● MATERIAL PROVIDED
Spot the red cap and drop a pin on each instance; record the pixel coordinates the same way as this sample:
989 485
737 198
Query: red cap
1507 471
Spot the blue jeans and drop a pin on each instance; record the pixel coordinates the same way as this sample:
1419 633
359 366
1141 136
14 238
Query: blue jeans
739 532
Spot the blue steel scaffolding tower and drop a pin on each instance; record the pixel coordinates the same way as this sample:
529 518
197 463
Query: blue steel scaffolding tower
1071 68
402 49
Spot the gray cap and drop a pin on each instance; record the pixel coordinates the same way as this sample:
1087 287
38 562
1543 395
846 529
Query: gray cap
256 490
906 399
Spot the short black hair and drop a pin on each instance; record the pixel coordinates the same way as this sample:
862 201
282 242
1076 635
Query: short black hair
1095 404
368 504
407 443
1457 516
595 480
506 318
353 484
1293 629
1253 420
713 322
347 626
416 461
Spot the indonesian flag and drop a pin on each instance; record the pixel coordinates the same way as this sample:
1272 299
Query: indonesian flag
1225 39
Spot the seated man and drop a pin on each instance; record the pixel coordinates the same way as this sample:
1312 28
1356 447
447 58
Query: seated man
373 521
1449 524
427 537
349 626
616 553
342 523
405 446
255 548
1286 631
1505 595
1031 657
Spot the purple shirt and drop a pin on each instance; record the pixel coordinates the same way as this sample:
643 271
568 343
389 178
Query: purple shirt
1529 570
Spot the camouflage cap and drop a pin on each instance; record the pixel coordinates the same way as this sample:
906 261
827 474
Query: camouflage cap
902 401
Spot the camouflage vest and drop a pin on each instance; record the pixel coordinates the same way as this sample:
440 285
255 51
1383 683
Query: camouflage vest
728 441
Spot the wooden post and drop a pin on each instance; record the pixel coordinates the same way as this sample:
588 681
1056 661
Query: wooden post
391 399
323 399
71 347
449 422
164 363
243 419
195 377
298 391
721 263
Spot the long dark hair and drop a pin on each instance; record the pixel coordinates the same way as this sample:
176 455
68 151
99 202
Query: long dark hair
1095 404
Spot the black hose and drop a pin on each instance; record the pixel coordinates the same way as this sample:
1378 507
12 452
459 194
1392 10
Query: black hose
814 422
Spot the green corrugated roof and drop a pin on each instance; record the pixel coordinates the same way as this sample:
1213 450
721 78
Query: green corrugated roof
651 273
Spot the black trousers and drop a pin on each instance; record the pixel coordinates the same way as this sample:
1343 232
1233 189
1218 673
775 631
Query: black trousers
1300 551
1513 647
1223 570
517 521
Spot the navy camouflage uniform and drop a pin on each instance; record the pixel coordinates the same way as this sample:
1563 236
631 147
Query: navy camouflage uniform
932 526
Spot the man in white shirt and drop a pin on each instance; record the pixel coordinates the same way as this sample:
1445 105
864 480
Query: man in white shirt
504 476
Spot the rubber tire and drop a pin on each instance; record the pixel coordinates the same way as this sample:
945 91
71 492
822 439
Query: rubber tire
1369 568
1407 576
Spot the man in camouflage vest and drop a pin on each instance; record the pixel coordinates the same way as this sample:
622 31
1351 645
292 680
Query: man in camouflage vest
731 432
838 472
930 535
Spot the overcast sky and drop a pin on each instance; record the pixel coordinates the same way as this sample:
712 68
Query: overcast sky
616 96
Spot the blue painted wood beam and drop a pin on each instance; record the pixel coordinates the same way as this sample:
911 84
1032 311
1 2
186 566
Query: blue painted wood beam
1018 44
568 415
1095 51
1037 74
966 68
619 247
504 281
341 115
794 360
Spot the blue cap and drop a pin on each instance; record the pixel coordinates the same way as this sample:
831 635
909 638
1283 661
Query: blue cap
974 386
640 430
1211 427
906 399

● TASK STATEMENT
Print the records above exactly as written.

● SOLUTION TO THIS EXERCISE
Spot the red cap and drop a pin on each instance; record the pixel coordinates the same way as this sample:
989 485
737 198
Query: red cap
1507 471
Spot the blue jeans and drop a pin on each instance; record the pixel coordinates the same way as this sample:
1419 633
359 366
1141 136
14 238
Query: blue jeans
739 532
Spot the blue steel scaffolding tower and drop a pin on each instance; record the pixel coordinates the same way as this sample:
529 518
197 463
Query: blue steel scaffolding tower
1071 68
402 49
Spot the gray cap and drop a pin on each instance; record the pixel coordinates the same way as this sample:
1087 287
38 562
1543 395
846 529
Query: gray cap
256 490
906 399
Spot the short black hair and drop a pin on each instance; record the pixel coordinates the same way as this sample:
862 201
282 242
1076 635
Query: short black hair
1095 404
368 504
407 443
1457 516
595 480
506 318
353 484
1293 629
1253 420
713 322
347 626
416 461
Spot the indonesian flag and drop a pin on each instance; record the pixel coordinates the same way as this sample:
1272 299
Query: indonesian flag
1225 39
Spot the seated man and drop a pin on each instance; record the pixel coordinates the same way as this sample:
1312 28
1356 447
447 58
Query: seated man
373 521
1449 524
427 537
349 626
616 553
342 523
405 446
255 548
1286 631
1505 595
1031 657
Spot the purple shirt and drop a pin on each instance; record the pixel coordinates the same way as this sample:
643 271
568 343
389 178
Query: purple shirt
1529 570
Spot the camouflage cap and drop a pin on each instance; record the pixel coordinates the same way as this sample:
906 261
827 474
Query: camouflage cap
902 401
Spot the camouflage vest and drop a pin on each instance; record the pixel coordinates the same way as this sample:
440 285
255 51
1383 683
Query: camouflage vest
728 441
Spot the wooden post and drop a pin on each instance; record the pixel coordinates the same way as this sample:
588 681
1056 661
Query: wooden post
391 399
323 399
71 347
449 422
164 363
243 419
195 377
298 391
721 263
Spot the long dark hair and drop a pin on each instance; record the pixel coordinates the same way as this sample:
176 455
68 151
99 202
Query: long dark hair
1095 404
Spot the black hose and drop a pin on each instance; record the pixel coordinates the same way as this sample:
1378 507
12 452
459 194
1392 10
Query: black hose
814 422
Spot the green corrugated roof and drop a pin on each instance; record the pixel coordinates the same way as this sample:
1213 450
721 78
Query: green corrugated roof
651 273
Spot the black trousers and drop a pin on each instance; record the pixel coordinates the same way as this sample:
1343 232
1233 189
1218 673
775 631
Query: black trousers
1300 551
1513 647
1223 570
517 521
Spot the navy camouflage uniform and drop a pin on each instance; record the pixel coordinates the same way as this sample:
1563 236
631 147
Query: navy camouflage uniform
932 526
Spot the man in white shirt and drop a pin on each instance; record the pixel coordinates the same way as this sample:
1445 105
864 480
Query: man in white shirt
504 476
Spot the rubber tire and drop a pin on each instance; record the pixel coordinates the same way as this sample:
945 91
71 492
822 439
Query: rubber tire
1369 568
1407 576
Spot the man in camouflage vest and drop a pin on each instance; record the pixel coordinates the same way as this sample:
622 31
1351 645
292 680
Query: man in camouflage vest
731 432
838 472
930 535
Spot the overcast sky and drop a pin on each instance; record the pixel coordinates the same way as this sample:
712 68
Query: overcast sky
616 96
Spot the blue painted wood beam and drop a pin on each instance; record the pixel coordinates the same way as this sample:
911 84
1032 311
1 2
186 566
Query: blue painted wood beam
1018 44
568 415
1095 51
1037 74
966 68
619 247
504 281
341 115
794 360
Spot the blue cap and drop a pin on each instance; record the pixel coordinates the same way as this sample:
831 635
909 638
1283 661
Query: blue cap
974 386
640 430
1211 427
906 399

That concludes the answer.